#### DOCUMENT SECTION:
%%
One of my favourite things about the ethical fashion community is finding out the 'origin story' of new brands and businesses; the lightbulb moment or slow realisation that led a person to their understanding of just how broken the current fashion system is, and their decision to do something positive to fix it.
For Roberta Lee, a stylist and self-confessed "former fast fashion junkie", it was the realisation that brands making beautiful clothes with ethical values and sustainability at their heart were much harder to find than their fast fashion counterparts. Tired of wasting time searching online, she set up the Ethical Brand Directory, a site that showcases stylish ethical brands and the people behind them.
The Ethical Brand Directory Live event was an opportunity to hear from ethically-minded entrepreneurs who don't want to compromise on style or sustainability, and to hear words of wisdom for anyone who wants to be a more ethical consumer.
Roberta Lee chatted with Bel Jacobs, a fashion journalist who now focuses on ethical fashion and sustainability.Bel emphasised the importance of buying from ethical brands if we want to see them succeed, and how worthwhile it is to keep increasing our knowledge of the subject, as it inevitably leads to us making positive changes in other aspects of our lives as we become more environmentally- and ethically-minded consumers.
I'm always impressed by the positive and supportive atmosphere the ethical fashion community has created on social media, so I was really pleased to hear Bel talking in terms of respect and compassion for everyone, including ourselves. While she was fashion editor at the Metro, she promoted trends that she now considers unethical, and she described the guilt she felt when she first learned more about ethical fashion. Roberta agreed that we need to make more thoughtful choices once we know more, but throwing away all our high-street purchases doesn't help as that only adds to the problem of clothes going to landfill.
Bel spoke about the need to reach out beyond the sphere of people who are already enthusiastic about ethical and sustainable fashion, wondering "how can I have more dialogues without freaking people out?" She had managed to get a discussion going about fur at a mainstream fashion event, which felt like progress, but had noticed how defensive people could get if directly confronted about their unethical fashion practices. She thinks gentle conversation is the way forward; we are all on a journey towards becoming more ethically-minded consumers, and we are all at different points on that journey, discovering more as we go along. Bel described the ”epiphanies” she had experienced that had led her to change her diet and lifestyle alongside her fashion habits.
%%
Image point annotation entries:
%%
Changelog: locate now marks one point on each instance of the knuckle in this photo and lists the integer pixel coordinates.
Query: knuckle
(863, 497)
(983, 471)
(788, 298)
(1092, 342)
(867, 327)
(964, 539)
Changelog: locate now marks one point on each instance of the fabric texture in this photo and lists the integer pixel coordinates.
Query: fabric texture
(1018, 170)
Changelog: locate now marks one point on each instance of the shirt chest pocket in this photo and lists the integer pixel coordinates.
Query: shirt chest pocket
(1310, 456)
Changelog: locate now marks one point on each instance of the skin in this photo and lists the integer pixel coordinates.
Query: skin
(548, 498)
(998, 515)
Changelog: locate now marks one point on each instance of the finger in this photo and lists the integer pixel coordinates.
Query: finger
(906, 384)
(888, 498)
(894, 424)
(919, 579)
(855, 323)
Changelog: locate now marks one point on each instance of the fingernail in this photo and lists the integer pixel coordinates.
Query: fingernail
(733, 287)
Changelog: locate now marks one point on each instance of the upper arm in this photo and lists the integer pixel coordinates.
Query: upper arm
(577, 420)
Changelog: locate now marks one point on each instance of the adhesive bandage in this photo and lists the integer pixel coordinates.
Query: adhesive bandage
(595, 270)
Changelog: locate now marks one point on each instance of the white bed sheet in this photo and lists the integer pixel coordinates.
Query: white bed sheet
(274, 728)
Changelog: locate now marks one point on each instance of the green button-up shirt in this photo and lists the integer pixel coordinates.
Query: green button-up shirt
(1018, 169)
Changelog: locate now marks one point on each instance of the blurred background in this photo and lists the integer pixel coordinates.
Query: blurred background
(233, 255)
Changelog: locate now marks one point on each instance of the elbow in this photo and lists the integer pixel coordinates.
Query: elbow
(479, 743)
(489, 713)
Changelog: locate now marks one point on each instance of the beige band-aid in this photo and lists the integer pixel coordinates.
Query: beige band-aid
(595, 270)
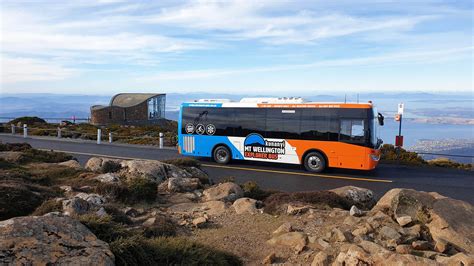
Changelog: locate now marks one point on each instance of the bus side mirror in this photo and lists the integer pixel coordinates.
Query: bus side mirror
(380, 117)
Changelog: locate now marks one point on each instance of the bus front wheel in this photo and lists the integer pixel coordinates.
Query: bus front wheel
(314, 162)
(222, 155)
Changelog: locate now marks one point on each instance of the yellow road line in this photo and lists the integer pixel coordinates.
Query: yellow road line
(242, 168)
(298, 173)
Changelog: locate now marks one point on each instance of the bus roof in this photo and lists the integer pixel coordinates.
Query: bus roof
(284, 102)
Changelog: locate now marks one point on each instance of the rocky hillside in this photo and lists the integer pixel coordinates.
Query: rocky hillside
%%
#### EXERCISE DIRECTIONS:
Reproduce the ethical fashion article between "One of my favourite" and "people behind them.", inclusive. These records have nothing to do with the ethical fashion article.

#### SOLVED PROBLEM:
One of my favourite things about the ethical fashion community is finding out the 'origin story' of new brands and businesses; the lightbulb moment or slow realisation that led a person to their understanding of just how broken the current fashion system is, and their decision to do something positive to fix it.
For Roberta Lee, a stylist and self-confessed "former fast fashion junkie", it was the realisation that brands making beautiful clothes with ethical values and sustainability at their heart were much harder to find than their fast fashion counterparts. Tired of wasting time searching online, she set up the Ethical Brand Directory, a site that showcases stylish ethical brands and the people behind them.